§ GOAL:
Return each line in the rows below that contains the string "metal". Case counts.

§ Data listing:
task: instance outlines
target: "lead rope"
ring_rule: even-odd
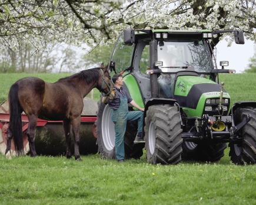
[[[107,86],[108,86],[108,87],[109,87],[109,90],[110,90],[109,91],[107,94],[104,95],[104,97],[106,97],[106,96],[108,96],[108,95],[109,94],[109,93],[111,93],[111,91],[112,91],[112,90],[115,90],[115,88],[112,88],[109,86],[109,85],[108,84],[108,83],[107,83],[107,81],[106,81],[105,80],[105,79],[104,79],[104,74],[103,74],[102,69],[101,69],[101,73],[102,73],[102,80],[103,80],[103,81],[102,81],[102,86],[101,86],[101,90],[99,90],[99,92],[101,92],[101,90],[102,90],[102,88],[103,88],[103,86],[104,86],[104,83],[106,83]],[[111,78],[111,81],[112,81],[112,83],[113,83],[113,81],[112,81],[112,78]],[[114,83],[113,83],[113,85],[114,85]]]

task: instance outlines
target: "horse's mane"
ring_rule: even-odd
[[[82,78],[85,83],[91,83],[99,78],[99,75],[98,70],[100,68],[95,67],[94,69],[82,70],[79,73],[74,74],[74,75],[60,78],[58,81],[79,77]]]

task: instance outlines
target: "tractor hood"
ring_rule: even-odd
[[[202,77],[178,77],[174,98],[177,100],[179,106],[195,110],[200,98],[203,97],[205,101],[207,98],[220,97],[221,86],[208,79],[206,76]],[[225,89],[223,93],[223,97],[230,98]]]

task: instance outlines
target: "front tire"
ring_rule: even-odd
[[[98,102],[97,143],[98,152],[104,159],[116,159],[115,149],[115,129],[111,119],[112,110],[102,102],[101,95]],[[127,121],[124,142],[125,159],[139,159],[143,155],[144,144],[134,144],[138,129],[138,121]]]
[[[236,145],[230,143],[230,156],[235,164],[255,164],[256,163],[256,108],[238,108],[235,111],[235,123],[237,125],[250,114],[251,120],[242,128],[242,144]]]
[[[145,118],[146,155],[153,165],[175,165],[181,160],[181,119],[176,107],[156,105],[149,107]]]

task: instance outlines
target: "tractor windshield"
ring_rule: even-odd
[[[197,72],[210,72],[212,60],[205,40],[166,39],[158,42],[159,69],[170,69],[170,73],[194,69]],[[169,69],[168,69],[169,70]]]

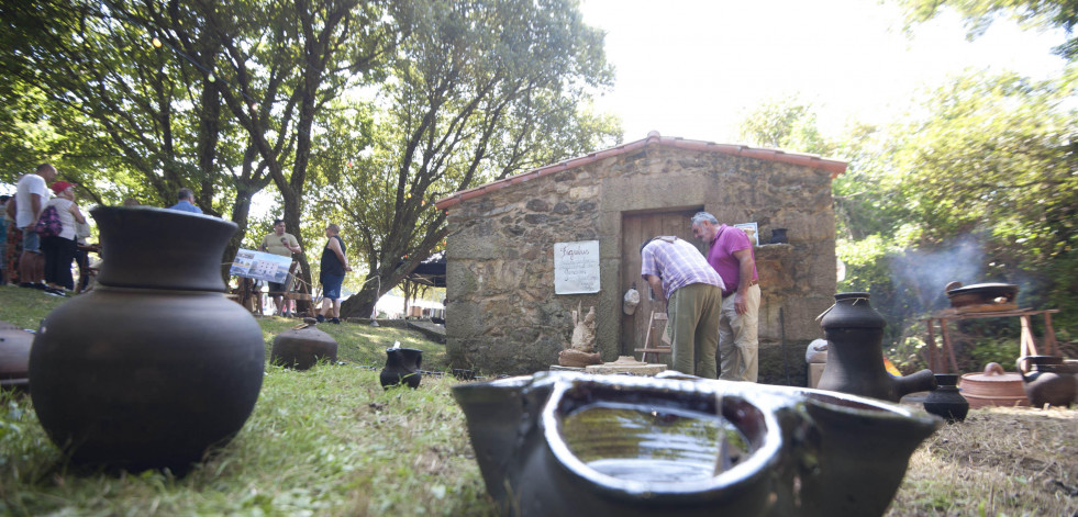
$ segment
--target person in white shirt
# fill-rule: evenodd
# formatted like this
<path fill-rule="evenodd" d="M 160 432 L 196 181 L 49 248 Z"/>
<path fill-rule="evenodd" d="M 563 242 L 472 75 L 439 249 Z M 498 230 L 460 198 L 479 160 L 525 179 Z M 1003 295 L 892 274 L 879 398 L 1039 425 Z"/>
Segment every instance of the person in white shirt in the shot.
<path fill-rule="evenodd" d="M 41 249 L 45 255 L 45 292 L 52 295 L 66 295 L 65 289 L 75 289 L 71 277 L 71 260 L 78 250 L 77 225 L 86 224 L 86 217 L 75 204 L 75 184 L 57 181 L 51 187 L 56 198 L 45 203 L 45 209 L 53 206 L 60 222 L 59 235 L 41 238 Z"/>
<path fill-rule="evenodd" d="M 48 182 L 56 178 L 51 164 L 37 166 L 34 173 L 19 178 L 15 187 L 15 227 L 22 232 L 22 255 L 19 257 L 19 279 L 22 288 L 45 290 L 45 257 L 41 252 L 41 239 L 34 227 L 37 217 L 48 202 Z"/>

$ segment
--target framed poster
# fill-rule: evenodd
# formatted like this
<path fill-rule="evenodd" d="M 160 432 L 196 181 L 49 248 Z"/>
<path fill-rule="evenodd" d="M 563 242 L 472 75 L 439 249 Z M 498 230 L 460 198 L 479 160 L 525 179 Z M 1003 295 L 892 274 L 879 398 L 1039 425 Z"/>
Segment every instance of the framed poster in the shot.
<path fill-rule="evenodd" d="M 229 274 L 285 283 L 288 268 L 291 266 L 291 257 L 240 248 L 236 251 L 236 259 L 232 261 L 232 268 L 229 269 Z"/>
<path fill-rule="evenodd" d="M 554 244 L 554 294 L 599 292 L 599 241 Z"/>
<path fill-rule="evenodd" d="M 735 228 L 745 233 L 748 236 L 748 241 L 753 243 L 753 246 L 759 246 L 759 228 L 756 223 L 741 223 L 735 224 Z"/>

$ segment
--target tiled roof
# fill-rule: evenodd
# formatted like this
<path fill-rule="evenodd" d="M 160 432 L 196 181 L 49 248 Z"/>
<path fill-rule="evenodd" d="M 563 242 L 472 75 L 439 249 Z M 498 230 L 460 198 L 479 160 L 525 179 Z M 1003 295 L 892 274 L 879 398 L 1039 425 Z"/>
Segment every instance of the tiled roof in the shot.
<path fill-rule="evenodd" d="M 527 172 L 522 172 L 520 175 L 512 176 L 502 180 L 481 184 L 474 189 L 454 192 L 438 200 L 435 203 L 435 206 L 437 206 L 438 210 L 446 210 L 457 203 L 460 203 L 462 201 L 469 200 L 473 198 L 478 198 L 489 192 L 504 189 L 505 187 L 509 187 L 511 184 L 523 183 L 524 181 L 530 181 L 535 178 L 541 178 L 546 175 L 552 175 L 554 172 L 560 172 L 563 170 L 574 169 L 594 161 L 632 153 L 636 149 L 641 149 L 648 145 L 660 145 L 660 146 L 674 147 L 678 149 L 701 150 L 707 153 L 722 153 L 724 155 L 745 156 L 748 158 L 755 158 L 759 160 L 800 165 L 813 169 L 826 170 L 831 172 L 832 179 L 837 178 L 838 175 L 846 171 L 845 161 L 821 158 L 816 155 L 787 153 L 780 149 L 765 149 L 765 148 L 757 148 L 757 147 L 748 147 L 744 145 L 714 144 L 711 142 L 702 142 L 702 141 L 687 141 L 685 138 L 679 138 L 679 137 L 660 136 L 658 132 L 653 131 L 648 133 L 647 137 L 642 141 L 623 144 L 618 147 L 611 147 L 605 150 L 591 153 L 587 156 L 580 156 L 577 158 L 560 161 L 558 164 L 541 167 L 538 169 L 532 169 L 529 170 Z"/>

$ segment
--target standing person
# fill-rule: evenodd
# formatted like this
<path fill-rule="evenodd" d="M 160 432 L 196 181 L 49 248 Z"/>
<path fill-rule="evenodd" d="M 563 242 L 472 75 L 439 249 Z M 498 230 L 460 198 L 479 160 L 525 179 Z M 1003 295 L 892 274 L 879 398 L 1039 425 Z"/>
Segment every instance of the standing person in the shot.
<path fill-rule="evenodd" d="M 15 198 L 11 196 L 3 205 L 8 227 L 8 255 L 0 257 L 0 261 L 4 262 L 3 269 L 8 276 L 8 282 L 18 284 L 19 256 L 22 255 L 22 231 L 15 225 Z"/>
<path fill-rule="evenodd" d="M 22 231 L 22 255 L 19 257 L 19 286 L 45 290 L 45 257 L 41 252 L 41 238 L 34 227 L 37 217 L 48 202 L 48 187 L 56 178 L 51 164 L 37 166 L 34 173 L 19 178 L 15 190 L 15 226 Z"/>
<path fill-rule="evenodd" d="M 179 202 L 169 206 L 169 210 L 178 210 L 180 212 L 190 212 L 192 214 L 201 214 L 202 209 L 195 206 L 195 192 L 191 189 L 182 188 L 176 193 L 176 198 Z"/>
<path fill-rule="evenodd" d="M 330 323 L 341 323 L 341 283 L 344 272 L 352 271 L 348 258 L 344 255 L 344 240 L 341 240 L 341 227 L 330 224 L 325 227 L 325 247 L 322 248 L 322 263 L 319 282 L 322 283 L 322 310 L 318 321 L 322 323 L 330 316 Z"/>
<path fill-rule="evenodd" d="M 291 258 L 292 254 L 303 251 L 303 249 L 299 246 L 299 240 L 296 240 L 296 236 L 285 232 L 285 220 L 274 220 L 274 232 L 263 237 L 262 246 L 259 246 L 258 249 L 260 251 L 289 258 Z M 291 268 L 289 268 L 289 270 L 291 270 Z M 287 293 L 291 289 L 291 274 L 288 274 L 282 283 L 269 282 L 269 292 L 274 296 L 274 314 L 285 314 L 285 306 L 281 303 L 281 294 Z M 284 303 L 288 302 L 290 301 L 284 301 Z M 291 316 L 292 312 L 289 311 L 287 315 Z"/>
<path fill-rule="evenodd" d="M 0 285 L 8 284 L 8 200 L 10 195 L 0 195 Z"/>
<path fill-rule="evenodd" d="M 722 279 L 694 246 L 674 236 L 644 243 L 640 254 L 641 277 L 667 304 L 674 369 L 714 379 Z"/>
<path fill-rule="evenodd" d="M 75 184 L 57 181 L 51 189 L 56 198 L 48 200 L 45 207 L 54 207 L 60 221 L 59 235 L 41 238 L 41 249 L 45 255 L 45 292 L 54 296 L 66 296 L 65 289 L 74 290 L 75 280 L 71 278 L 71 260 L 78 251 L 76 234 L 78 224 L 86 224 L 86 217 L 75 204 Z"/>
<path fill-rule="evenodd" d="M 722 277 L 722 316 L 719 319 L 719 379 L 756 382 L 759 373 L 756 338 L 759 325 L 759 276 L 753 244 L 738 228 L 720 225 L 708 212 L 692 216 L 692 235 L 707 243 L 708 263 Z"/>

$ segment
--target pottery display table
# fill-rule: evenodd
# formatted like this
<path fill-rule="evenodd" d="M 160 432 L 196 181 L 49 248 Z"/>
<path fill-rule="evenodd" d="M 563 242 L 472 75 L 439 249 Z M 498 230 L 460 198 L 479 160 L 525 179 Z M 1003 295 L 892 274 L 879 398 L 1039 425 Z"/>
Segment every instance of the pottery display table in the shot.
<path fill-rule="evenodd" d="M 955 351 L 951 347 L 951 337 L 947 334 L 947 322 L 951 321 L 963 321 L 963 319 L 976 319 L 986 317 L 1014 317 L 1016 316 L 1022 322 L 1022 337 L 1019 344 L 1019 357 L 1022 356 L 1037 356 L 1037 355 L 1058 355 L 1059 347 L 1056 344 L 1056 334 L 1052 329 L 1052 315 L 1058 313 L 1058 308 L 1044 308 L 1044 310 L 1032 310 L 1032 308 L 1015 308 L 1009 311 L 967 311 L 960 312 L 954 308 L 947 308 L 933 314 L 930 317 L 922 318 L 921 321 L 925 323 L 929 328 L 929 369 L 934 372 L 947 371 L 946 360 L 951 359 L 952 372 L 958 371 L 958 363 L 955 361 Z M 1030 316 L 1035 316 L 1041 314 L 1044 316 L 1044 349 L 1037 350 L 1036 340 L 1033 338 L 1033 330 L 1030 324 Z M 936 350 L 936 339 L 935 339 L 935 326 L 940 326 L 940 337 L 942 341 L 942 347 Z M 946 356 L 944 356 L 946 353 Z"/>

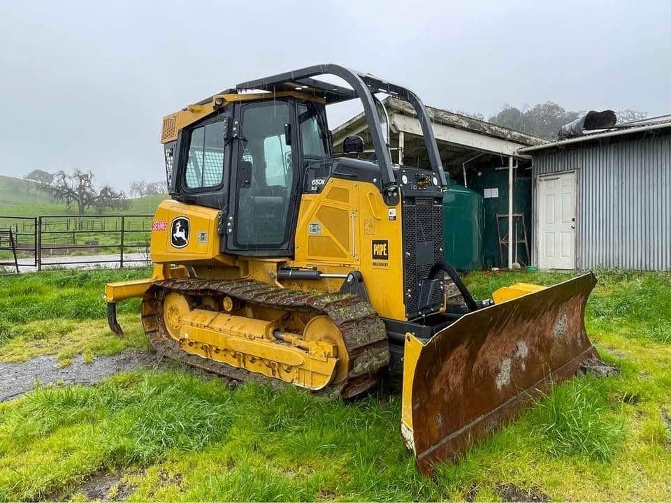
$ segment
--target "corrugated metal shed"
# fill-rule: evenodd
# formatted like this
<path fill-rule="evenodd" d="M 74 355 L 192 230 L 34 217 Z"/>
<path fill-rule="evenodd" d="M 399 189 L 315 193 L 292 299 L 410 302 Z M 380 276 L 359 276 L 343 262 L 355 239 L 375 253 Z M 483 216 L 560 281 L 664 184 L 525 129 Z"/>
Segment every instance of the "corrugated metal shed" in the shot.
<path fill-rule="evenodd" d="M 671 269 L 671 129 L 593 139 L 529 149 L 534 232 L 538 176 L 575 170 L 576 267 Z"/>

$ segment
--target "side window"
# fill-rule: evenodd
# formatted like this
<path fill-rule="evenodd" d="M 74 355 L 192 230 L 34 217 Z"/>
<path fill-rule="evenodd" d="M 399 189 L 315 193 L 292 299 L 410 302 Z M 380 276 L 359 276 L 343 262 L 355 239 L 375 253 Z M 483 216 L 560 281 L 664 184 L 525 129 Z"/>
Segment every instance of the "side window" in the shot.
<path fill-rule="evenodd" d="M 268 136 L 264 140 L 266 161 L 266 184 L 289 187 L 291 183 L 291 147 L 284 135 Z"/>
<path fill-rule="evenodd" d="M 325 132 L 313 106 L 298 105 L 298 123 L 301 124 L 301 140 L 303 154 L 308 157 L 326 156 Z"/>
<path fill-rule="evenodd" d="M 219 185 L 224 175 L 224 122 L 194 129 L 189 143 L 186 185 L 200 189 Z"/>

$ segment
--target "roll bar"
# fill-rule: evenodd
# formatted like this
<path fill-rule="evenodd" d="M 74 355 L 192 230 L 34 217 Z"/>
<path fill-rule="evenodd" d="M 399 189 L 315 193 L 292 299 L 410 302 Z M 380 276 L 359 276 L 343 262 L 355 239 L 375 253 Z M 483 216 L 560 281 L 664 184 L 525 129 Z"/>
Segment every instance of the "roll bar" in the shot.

§ TASK RESULT:
--target "corrugated metal shed"
Segment every instance of the "corrugated metal shed" in the shot.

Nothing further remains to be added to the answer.